Your goal.
Return the lines below exactly, starting with the line that contains "Target: horse withers" and stopping after the last line.

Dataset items
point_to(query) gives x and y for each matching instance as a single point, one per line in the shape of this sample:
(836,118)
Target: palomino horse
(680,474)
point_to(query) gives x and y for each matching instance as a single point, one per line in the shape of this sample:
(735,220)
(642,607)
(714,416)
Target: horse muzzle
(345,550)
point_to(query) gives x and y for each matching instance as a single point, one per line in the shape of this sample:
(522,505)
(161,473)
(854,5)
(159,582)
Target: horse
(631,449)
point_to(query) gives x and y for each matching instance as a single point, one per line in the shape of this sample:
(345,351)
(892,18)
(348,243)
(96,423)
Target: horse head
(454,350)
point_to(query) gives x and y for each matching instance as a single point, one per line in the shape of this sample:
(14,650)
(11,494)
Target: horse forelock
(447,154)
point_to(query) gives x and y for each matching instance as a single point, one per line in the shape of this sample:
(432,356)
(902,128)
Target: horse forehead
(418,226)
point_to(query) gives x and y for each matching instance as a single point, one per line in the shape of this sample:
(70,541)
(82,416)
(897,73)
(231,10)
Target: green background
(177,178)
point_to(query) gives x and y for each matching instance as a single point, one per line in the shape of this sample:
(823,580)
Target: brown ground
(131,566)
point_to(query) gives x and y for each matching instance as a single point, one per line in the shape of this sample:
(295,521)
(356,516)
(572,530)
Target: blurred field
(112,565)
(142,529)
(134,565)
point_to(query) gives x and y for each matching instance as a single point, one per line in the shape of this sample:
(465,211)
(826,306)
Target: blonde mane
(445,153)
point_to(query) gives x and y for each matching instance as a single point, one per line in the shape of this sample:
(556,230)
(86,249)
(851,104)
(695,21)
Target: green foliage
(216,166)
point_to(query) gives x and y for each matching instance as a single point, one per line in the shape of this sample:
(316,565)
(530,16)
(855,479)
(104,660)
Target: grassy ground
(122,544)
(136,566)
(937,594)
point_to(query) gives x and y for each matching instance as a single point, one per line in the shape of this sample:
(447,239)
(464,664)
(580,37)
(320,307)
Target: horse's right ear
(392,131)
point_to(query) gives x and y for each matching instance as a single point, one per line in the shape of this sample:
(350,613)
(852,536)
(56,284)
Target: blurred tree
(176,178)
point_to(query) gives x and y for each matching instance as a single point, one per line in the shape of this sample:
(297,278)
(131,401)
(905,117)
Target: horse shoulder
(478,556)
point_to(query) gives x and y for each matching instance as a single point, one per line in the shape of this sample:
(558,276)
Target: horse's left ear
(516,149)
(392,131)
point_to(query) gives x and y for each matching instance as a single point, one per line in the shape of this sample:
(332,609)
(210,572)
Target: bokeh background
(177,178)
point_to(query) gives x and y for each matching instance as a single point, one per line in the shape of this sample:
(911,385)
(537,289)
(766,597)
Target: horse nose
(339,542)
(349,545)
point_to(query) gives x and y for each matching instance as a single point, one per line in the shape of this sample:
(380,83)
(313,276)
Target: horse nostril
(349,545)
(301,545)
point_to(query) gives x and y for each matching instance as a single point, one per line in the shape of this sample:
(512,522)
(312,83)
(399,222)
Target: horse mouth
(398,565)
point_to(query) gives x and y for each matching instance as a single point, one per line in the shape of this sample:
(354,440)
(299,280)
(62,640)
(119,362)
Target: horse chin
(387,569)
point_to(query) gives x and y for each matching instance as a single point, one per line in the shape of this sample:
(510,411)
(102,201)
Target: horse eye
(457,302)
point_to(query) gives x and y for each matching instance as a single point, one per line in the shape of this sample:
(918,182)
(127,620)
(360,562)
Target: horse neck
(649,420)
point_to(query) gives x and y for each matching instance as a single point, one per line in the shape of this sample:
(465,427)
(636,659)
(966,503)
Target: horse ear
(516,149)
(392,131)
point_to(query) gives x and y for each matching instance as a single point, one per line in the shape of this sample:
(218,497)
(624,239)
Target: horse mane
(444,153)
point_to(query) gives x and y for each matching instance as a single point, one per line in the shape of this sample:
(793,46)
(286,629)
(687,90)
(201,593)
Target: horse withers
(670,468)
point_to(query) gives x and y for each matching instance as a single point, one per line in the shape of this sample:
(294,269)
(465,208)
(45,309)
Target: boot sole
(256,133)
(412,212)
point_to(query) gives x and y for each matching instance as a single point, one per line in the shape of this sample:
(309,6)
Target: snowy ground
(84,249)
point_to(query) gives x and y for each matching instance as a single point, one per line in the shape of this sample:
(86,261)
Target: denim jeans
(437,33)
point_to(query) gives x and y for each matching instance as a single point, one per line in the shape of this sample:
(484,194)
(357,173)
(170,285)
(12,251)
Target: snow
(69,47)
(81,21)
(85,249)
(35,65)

Exercise output.
Target: horse withers
(670,468)
point_to(query) gives x and y for each matching instance as a single point, one per line in the shape of this sample:
(294,269)
(465,208)
(45,309)
Target: boot sole
(256,133)
(412,212)
point_to(query) gives x and y for each matching instance as a single point, one per line in the shape of this sample:
(309,6)
Target: snowy ground
(84,249)
point_to(query) gives x and y for each matching instance as a single point, one per line in the shape of this sample:
(86,261)
Target: denim jeans
(437,33)
point_to(query) gives x and y for each matching instance as a single point, one per line in the shape of this sample:
(484,194)
(357,173)
(170,285)
(12,251)
Target: snow
(69,47)
(81,21)
(85,249)
(35,65)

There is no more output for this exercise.